= THE PROBLEM =
Write the material out again exactly as it stands.

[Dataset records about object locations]

⁂

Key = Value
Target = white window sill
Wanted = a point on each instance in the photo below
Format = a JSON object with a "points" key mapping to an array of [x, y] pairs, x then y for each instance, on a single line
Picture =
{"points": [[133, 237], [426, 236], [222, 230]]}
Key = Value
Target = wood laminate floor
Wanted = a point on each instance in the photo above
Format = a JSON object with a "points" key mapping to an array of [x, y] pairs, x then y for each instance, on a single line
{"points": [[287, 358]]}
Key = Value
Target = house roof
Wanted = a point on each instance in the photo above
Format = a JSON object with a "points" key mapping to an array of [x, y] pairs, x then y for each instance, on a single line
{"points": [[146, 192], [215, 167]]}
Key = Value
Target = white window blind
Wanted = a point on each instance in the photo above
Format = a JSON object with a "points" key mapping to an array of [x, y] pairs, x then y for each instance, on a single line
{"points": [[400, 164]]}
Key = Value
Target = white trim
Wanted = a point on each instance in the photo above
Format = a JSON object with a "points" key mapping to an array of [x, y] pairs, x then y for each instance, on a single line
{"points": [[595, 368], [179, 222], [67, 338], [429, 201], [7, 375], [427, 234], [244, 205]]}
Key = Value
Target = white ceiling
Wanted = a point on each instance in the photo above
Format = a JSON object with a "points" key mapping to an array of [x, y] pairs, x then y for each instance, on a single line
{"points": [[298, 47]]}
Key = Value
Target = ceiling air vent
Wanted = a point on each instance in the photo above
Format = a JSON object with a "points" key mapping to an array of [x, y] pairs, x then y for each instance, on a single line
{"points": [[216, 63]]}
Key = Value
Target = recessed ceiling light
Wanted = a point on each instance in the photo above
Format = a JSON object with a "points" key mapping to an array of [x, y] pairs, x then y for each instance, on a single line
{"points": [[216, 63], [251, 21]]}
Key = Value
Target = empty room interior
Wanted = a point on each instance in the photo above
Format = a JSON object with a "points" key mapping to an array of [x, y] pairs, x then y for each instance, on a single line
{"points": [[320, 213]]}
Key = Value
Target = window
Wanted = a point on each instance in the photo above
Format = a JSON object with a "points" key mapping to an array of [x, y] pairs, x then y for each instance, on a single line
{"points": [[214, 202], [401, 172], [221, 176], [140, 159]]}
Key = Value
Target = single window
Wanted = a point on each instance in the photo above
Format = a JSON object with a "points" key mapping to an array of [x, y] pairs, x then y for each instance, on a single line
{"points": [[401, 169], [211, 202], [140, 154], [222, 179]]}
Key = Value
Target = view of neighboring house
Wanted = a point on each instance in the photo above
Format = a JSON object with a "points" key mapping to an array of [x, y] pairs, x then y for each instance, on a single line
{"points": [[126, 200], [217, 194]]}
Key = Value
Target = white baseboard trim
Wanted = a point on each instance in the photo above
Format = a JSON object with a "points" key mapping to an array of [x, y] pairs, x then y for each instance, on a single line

⁂

= EXPECTED ANSWER =
Key = Value
Target = white window sill
Wanted = a point on each instance in the photo below
Format = a JSON object with a "points" key mapping to an array of [x, y] pairs, x then y for each instance, on a single line
Picture =
{"points": [[133, 237], [426, 236], [222, 230]]}
Key = Value
Target = wood laminate floor
Wanted = a point on each instance in the photo above
Format = a JSON object with a "points" key mapping to an array of [x, y] pairs, x then y for each instance, on a single line
{"points": [[287, 358]]}
Key = Value
Target = house roof
Wanted = a point on each instance in the photo above
Format = a JSON object with a "points" key mapping to an array of [x, y] pairs, x then y for each instance, on a single line
{"points": [[146, 192], [215, 167]]}
Key = Value
Target = white window blind
Wanted = a point on each instance in the photo above
Format = a JSON object with a "points" key mapping to an array of [x, y] pairs, x then y for each instance, on a single line
{"points": [[400, 164]]}
Key = Value
Target = white trim
Wanted = a point on each instance in the photo above
Format = a JSON object with a "points" key mapping to an array of [x, y] pairs, x then y for each instance, on a single line
{"points": [[595, 368], [179, 222], [67, 338], [429, 201], [7, 375], [427, 234], [244, 205]]}
Key = Value
Target = white ceiling
Wanted = a point on each instance in the photo above
Format = a JSON object with a "points" key mapping to an array of [x, y] pairs, x then y for each instance, on a single line
{"points": [[298, 47]]}
Key = Value
Target = ceiling air vent
Wanted = a point on each instance in the photo above
Format = a JSON object with a "points" key mapping to an array of [x, y] pairs, x then y for each instance, on a single line
{"points": [[216, 63]]}
Key = Value
Target = recessed ceiling light
Wanted = a point on each instance in the photo above
Format = a JSON object with a "points" key mapping to an array of [x, y] pairs, x then y for each instance, on a single line
{"points": [[216, 63], [251, 21]]}
Key = Value
Target = empty room interior
Wanted = a point on each instance in the photo above
Format = a JSON object with a "points" key mapping to an array of [x, y] pairs, x then y for each instance, on a single line
{"points": [[320, 213]]}
Key = Value
Target = window
Wanted = a point on each instance in the photo above
Format = a JSON object with a "points" key mapping to an array of [x, y] pairs, x then y for each instance, on a single line
{"points": [[214, 202], [401, 172], [221, 176], [140, 159]]}
Key = Value
Target = single window
Wanted = a point on each instance in the photo above
Format = a JSON object with a "points" key mapping to an array of [x, y] pairs, x then y for each instance, on a single line
{"points": [[401, 169], [211, 202], [140, 154], [222, 179]]}
Key = Value
Target = view of neighboring house
Wanted = a point on each instance in the photo above
Format = a JSON object with a "points" key mapping to an array of [x, y] pairs, x then y for each instance, on a single line
{"points": [[126, 200], [217, 194]]}
Key = Value
Target = white baseboard trim
Wanted = a point on each instance in the photo above
Format = a JSON object with a "points" key mapping to an array of [x, y] pairs, x then y for each instance, on a single line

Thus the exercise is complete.